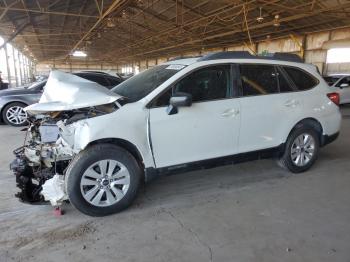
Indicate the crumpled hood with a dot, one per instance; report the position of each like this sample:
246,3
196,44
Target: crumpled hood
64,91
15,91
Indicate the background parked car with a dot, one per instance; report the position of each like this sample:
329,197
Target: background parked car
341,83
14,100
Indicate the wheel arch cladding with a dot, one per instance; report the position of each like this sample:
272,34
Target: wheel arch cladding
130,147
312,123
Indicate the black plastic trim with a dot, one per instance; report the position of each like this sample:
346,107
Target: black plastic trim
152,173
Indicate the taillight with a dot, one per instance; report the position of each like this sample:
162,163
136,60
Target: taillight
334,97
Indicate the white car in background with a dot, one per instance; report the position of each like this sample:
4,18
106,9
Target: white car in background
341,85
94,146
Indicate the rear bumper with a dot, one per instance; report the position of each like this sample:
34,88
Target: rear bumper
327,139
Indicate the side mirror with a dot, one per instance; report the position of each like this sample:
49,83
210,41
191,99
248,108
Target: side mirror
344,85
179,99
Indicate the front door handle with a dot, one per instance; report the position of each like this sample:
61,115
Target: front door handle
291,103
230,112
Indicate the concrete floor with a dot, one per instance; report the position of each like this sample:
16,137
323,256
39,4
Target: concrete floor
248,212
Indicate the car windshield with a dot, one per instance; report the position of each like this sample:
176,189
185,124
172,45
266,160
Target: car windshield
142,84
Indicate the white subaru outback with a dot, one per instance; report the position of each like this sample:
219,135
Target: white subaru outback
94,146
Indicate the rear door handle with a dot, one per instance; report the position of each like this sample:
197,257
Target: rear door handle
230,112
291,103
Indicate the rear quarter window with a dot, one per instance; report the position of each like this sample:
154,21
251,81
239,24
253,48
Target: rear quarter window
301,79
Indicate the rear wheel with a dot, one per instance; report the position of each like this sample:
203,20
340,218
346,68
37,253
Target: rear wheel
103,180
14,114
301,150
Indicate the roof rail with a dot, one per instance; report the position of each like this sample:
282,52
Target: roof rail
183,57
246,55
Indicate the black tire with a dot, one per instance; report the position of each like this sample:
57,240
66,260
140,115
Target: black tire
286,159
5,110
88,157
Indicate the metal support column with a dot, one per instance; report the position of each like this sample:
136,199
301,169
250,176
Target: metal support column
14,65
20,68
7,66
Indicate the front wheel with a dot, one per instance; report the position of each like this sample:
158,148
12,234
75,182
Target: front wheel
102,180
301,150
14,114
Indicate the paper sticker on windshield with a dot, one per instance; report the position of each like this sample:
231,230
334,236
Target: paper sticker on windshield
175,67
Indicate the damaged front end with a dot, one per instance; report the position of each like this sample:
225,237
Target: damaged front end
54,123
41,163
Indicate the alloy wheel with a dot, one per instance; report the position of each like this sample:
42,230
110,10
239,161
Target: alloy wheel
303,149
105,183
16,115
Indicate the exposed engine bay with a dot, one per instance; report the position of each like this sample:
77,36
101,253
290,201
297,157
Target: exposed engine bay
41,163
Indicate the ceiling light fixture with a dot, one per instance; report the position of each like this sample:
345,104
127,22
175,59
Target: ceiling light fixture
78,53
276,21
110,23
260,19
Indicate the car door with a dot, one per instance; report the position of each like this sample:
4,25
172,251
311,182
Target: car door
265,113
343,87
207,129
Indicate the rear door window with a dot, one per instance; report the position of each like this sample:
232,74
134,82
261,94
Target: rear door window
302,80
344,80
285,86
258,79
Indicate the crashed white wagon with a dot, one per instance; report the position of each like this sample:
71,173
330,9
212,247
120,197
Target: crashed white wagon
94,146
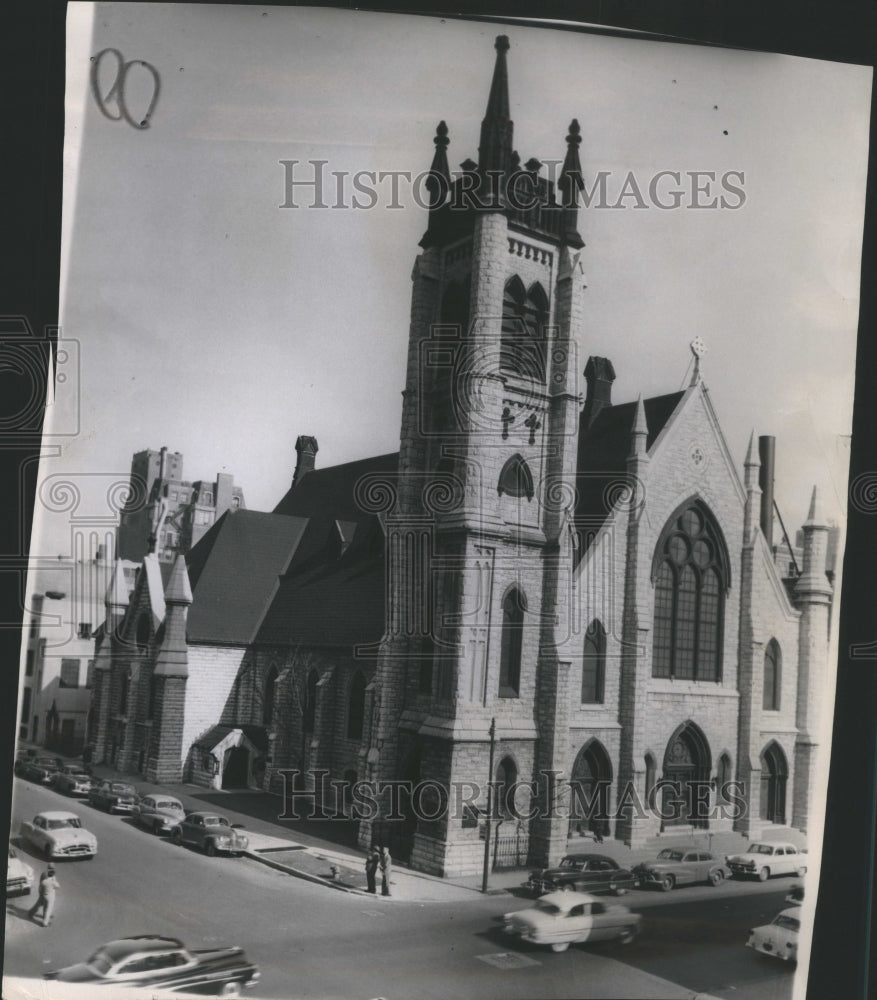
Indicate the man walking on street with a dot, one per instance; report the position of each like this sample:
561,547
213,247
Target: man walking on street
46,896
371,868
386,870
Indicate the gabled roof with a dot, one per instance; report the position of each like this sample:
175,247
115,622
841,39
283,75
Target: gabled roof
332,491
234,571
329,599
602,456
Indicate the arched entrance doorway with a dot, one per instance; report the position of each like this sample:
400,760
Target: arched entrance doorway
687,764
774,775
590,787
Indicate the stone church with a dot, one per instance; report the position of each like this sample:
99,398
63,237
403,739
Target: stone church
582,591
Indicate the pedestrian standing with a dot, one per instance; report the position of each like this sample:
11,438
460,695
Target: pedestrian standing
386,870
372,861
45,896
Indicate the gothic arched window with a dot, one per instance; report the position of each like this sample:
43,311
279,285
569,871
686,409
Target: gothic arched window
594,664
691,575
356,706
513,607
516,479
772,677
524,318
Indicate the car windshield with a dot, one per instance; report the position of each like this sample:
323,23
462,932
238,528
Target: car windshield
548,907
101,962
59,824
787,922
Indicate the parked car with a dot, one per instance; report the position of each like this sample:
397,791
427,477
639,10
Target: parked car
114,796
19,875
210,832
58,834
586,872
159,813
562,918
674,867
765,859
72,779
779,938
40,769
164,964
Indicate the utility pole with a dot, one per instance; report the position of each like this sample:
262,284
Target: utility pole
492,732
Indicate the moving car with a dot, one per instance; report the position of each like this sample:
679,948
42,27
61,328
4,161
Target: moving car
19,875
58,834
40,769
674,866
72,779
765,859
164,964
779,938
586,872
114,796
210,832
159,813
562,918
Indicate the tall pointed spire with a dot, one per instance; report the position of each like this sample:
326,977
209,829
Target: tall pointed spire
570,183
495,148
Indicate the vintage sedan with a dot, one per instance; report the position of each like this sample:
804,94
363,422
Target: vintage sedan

## [What you will do]
Restate each entry word for word, leaving out any pictures.

## [Response below]
Indicate the crumpled hood with a dot, one per instance; report the position of each like this sample:
246,3
196,44
Target: crumpled hood
64,91
15,91
Indicate the background parked car with a dot, one per instance; report the position of each like this sample:
329,197
Target: background parked car
341,83
14,100
Indicate the wheel arch cladding with a dot, one per instance; report the position of each like this sample:
272,34
Target: wheel arch cladding
130,147
312,123
Indicate the black plastic trim with a dot, one per instance; report the position of each like this sample:
346,107
Target: black plastic trim
152,173
Indicate the taillight with a dot, one per instance; report the position of each like this sample:
162,163
136,60
Target: taillight
334,97
Indicate the white car in background with a dot, one per instance; report the position of each like this sample:
4,18
106,9
Target: white car in background
341,85
94,146
Indicate the rear bumper with a dot, one per instance; report the position of each like this sample:
34,88
Target: rear bumper
327,139
Indicate the side mirror with a dot, one per instance; report the position of each like this sample:
49,83
210,41
191,99
248,108
Target: side mirror
344,85
179,99
Indicate the front door handle with a dot, one per instance; report the position of each like this sample:
61,115
Target: front door handle
291,103
230,112
Indicate the concrete floor with a dot, one per instance; report the position of each like this sample:
16,137
323,256
39,4
Target: concrete floor
248,212
Indicate the car windshield with a dot, one per instance; report the position of each like this sample:
176,189
185,124
172,45
266,160
Target: car windshield
142,84
Indicate the white subaru outback with a dot, one per instance; report the position of each like this sample:
219,135
Target: white subaru outback
94,146
Indicate the rear door handle with a dot, one per instance; report the position of each like this sample:
197,257
Target: rear door handle
230,112
291,103
Indicate the rear quarter window with a dot, one per instance; report the position of each like this sample:
154,21
251,81
239,24
253,48
Target: rear quarter window
301,79
Indicate the rear wheel with a dot, one per instance; report the position of each like this sample:
203,20
340,218
346,68
37,253
Target: rear wheel
103,180
14,114
301,150
Indicate the roof rail with a dot, one per instance; report the position of each like this sample:
282,52
Target: roof rail
183,57
246,55
Indicate the black tire with a dot, one per instance; report the position of each like this sample:
57,240
66,260
140,115
Target: black tire
286,159
5,110
88,157
Indicate the metal support column with a dot, one per instance; report the position of each like this sample:
136,199
301,169
250,176
Target: metal support column
14,65
20,68
7,66
Indicate the front wheel with a dot, one per instance; report the position of each like this sample:
158,148
12,234
75,182
Target: front wheel
102,180
301,150
14,114
Indicate the paper sticker on windshield with a dot, one per instance; report the position of each like this sample:
231,230
334,236
Target: paper sticker on windshield
175,67
Indicate the damaged front end with a dot, one per instance; report the position of each like this sample:
225,237
Target: damaged front end
54,123
41,163
Indicate the alloy wheel with a dot, one per instance; report the position of each like this sample:
42,230
110,10
239,161
Target: alloy wheel
303,149
105,183
16,115
Indicate the exposed engine bay with a dot, one per instance; report the position of each like this sample:
77,36
101,253
290,201
297,157
Target: exposed engine bay
41,163
Indicate the ceiling light fixture with a dot, one per instance; report the position of each like this sample:
345,104
127,22
175,59
Target: ceiling light fixture
78,53
276,21
110,23
260,19
Indicate the car door with a dot, one per instance; report the position of each like this sample:
4,25
172,251
311,182
Target: car door
265,113
343,87
207,129
Indicate the rear door window with a dot, one per instance; report the position of each like this sample:
232,74
134,82
261,94
Target: rear door window
302,80
344,80
285,86
258,79
Indicate the crashed white wagon with a dot, one per instance; report the position of each like this sample:
71,173
330,9
212,247
120,197
Target: crashed white wagon
94,146
Indicate the man walking on street with a dot, one per instance; report the position of each like this sample:
561,547
213,247
Target: man walking on street
46,896
371,868
386,870
Indicate the gabled roof with a dot, one per instance; report the position of each like this sample:
175,247
115,622
841,39
283,75
Target: gabled roof
332,491
234,571
329,599
602,456
Indicate the arched entrance doorway with a dot, one per instance; report the position of each like this sample:
400,760
Target: arched entrance doorway
687,764
774,775
590,787
Indicate the stone church with a dot, one per instance; report the position of each like this sample:
99,398
63,237
403,739
Target: stone church
582,591
Indicate the pedestrian standing with a dot, one per instance; report the position of each like this sample:
11,438
460,695
Target: pedestrian standing
386,870
372,861
45,896
Indicate the gothic arched window with a dot, one per instance; report the position of each like this sample:
43,311
279,285
569,871
686,409
Target: gothic arched window
594,664
691,575
356,706
513,607
516,479
772,677
524,318
Indicate the car windshield with a dot, one per instance; report the position of each like this sample:
323,23
462,932
238,528
Target: car windshield
548,907
101,962
59,824
787,922
Indicate the parked car with a dot, one per instance; report the position of each like this sample:
397,791
427,477
639,10
Target: parked car
114,796
19,875
210,832
58,834
586,872
159,813
562,918
674,867
765,859
72,779
779,938
40,769
164,964
Indicate the utility pole with a dot, one per instance; report the position of each like this sample:
262,284
Target: utility pole
492,732
Indicate the moving car with a dot, one per instance; report the position of each like this sample:
679,948
42,27
61,328
4,161
Target: moving car
19,875
58,834
40,769
674,866
72,779
765,859
164,964
779,938
586,872
114,796
210,832
159,813
562,918
Indicate the tall pointed spire with a dot, one per instance; report the position of each like this sample:
326,977
209,829
Target: tall pointed spire
570,183
495,148
Indicate the vintage sedan with a dot, one per instance; report the position of each like this sample:
804,94
363,422
Target: vintage sedan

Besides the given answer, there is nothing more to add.